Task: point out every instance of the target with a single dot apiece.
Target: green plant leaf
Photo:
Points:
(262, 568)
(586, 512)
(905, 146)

============

Exact copies of every record are required, so retype them in full.

Output of the exercise:
Task: point out every instance of the target with a single dot apiece.
Target: green plant leaf
Photo:
Points:
(262, 568)
(586, 512)
(905, 146)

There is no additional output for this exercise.